> _TAREA INDICADA_:
Por favor, convierte todas las líneas del listado siguiente en una lista numerada y omite las líneas en blanco.

(Fragmentos de datos de anotación de puntos)
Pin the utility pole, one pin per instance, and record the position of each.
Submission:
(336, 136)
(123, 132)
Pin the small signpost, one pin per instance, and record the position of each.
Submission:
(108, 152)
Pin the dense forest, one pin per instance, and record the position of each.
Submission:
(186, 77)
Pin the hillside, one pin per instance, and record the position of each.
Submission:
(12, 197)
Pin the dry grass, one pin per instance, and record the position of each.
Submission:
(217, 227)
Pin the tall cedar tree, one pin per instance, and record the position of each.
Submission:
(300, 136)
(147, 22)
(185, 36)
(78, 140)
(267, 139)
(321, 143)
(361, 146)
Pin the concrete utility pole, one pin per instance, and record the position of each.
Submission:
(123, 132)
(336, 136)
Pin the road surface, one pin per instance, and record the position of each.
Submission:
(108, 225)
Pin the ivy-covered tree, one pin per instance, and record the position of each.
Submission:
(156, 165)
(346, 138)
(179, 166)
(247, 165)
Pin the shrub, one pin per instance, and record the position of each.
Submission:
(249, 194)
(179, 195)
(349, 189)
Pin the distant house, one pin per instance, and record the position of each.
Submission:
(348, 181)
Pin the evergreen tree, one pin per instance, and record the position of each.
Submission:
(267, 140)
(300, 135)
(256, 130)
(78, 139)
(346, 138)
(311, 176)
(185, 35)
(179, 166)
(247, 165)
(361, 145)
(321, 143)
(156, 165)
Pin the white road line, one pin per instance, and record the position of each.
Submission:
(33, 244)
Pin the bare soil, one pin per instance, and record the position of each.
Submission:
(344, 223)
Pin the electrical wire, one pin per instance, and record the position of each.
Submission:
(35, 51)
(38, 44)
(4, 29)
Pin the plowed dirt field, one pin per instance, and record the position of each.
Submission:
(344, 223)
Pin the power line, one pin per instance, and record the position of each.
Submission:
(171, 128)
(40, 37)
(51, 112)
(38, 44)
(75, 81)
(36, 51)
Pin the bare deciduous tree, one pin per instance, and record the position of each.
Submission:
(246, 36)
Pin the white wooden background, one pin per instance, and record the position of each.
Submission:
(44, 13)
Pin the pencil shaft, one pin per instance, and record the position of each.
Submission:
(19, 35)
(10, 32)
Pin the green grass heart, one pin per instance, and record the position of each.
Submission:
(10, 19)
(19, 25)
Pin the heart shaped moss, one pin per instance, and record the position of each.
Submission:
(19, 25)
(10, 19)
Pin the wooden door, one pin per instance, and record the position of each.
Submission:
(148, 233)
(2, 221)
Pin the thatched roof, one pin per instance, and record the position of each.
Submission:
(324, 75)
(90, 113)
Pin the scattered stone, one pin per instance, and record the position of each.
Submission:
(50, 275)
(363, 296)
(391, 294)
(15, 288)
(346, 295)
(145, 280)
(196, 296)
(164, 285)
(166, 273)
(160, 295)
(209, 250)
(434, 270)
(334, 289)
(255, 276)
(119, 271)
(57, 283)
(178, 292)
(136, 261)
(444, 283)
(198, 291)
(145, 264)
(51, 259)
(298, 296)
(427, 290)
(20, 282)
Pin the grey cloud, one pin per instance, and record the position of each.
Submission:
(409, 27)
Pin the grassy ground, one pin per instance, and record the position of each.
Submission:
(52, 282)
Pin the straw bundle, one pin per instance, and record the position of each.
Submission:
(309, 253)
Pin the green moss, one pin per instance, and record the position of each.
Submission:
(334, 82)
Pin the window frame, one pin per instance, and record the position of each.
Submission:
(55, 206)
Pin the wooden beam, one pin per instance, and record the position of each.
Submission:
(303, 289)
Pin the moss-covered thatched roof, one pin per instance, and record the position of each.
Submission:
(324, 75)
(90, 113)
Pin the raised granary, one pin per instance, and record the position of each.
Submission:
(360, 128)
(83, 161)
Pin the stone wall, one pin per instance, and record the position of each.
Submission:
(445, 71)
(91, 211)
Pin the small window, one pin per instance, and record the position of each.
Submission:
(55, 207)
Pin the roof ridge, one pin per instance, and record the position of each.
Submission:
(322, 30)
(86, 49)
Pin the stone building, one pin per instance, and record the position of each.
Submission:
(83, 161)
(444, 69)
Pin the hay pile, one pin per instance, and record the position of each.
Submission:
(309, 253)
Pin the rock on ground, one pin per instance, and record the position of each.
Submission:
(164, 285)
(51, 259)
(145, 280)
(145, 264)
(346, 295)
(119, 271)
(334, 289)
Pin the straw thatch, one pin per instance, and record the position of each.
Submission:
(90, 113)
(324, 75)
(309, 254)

> _RESPUESTA CORRECTA_:
1. Pin the utility pole, one pin per instance, and record the position of each.
2. Submission:
3. (336, 136)
4. (123, 132)
5. Pin the small signpost, one pin per instance, and record the position of each.
6. Submission:
7. (108, 152)
8. Pin the dense forest, one pin per instance, and record the position of each.
9. Submission:
10. (186, 77)
11. Pin the hillside, one pin per instance, and record the position of each.
12. Submission:
13. (12, 197)
14. Pin the dry grass, one pin per instance, and record the position of each.
15. Submission:
16. (217, 227)
17. Pin the tall cedar tree, one pin per instance, and record the position of each.
18. Submission:
19. (300, 136)
20. (147, 22)
21. (185, 36)
22. (78, 140)
23. (267, 139)
24. (321, 143)
25. (361, 146)
26. Pin the concrete utility pole, one pin per instance, and record the position of each.
27. Submission:
28. (123, 132)
29. (336, 136)
30. Pin the road surface, one pin per instance, and record the position of each.
31. Submission:
32. (108, 225)
33. Pin the ivy-covered tree, one pin per instance, and record the position of each.
34. Submission:
35. (156, 165)
36. (346, 138)
37. (179, 166)
38. (247, 165)
39. Pin the shrub, one pin per instance, and record the position of each.
40. Submission:
41. (249, 194)
42. (179, 195)
43. (349, 189)
44. Pin the distant house, one pin per instance, and record the position of each.
45. Submission:
46. (348, 181)
47. Pin the evergreen tree, one pin per instance, and record the position of each.
48. Submission:
49. (267, 140)
50. (300, 135)
51. (256, 130)
52. (78, 139)
53. (346, 138)
54. (311, 176)
55. (185, 35)
56. (179, 166)
57. (247, 165)
58. (361, 145)
59. (321, 143)
60. (156, 165)
61. Pin the white road line, one pin per instance, and record the position of each.
62. Submission:
63. (33, 244)
64. Pin the bare soil, one pin per instance, and record the position of each.
65. Submission:
66. (344, 223)
67. Pin the electrical wire, one pin per instance, and record the position of each.
68. Submission:
69. (35, 51)
70. (38, 44)
71. (4, 29)
72. Pin the plowed dirt field, one pin per instance, and record the position of each.
73. Submission:
74. (344, 223)
75. Pin the power line, one pin per instance, and record the position of each.
76. Submission:
77. (171, 128)
78. (40, 37)
79. (51, 112)
80. (38, 44)
81. (75, 81)
82. (36, 51)
83. Pin the bare deciduous tree, one pin per instance, and record the position of each.
84. Submission:
85. (246, 36)
86. Pin the white wooden background, one pin per instance, and record the position of each.
87. Submission:
88. (44, 13)
89. Pin the pencil shaft, one pin per instance, and record the position of each.
90. Submission:
91. (19, 35)
92. (10, 32)
93. Pin the green grass heart, one pin per instance, and record the position of each.
94. Submission:
95. (10, 19)
96. (19, 25)
97. Pin the heart shaped moss, one pin per instance, and record the position of each.
98. Submission:
99. (19, 25)
100. (10, 19)
101. Pin the wooden door, one pin per instance, and record the position of each.
102. Submission:
103. (148, 233)
104. (2, 221)
105. Pin the thatched roof, one pin per instance, and record the position of each.
106. Submission:
107. (324, 75)
108. (90, 113)
109. Pin the scattered stone, one pin per instance, and record the position of each.
110. Submission:
111. (50, 275)
112. (363, 296)
113. (391, 294)
114. (15, 288)
115. (346, 295)
116. (145, 280)
117. (196, 296)
118. (164, 285)
119. (166, 273)
120. (160, 295)
121. (209, 250)
122. (434, 270)
123. (334, 289)
124. (255, 276)
125. (119, 271)
126. (57, 283)
127. (178, 292)
128. (136, 261)
129. (444, 283)
130. (198, 291)
131. (145, 264)
132. (51, 259)
133. (298, 296)
134. (427, 290)
135. (20, 282)
136. Pin the grey cloud, one pin per instance, and record the position of each.
137. Submission:
138. (409, 27)
139. Pin the grassy ground, one pin per instance, and record the position of each.
140. Submission:
141. (52, 282)
142. Pin the straw bundle, one pin per instance, and record the position of each.
143. Submission:
144. (309, 253)
145. Pin the green moss, one pin per instance, and record the position of each.
146. Submission:
147. (334, 82)
148. Pin the window frame, one pin per instance, and record the position of each.
149. Submission:
150. (55, 206)
151. Pin the wooden beam, one pin per instance, and record the position of each.
152. Submission:
153. (303, 289)
154. Pin the moss-covered thatched roof, one pin per instance, and record the position of each.
155. Submission:
156. (324, 75)
157. (90, 113)
158. Pin the raised granary, one pin per instance, and record the position of each.
159. Submission:
160. (360, 128)
161. (83, 161)
162. Pin the stone wall, one pin per instance, and record the position of each.
163. Submission:
164. (445, 71)
165. (91, 211)
166. Pin the small window, one pin per instance, and record the position of each.
167. Submission:
168. (55, 207)
169. Pin the roof ridge, one pin per instance, and record the position of each.
170. Submission:
171. (322, 30)
172. (86, 49)
173. Pin the stone building, one pin per instance, and record the position of each.
174. Submission:
175. (83, 161)
176. (444, 69)
177. Pin the hay pile, one pin per instance, and record the position of each.
178. Submission:
179. (309, 253)
180. Pin the rock on ground, one pin per instance, and record the position of each.
181. Submission:
182. (164, 285)
183. (51, 259)
184. (145, 280)
185. (145, 264)
186. (346, 295)
187. (119, 271)
188. (334, 289)
189. Pin the straw thatch, one pin per instance, and record the position of each.
190. Submission:
191. (90, 113)
192. (324, 75)
193. (309, 254)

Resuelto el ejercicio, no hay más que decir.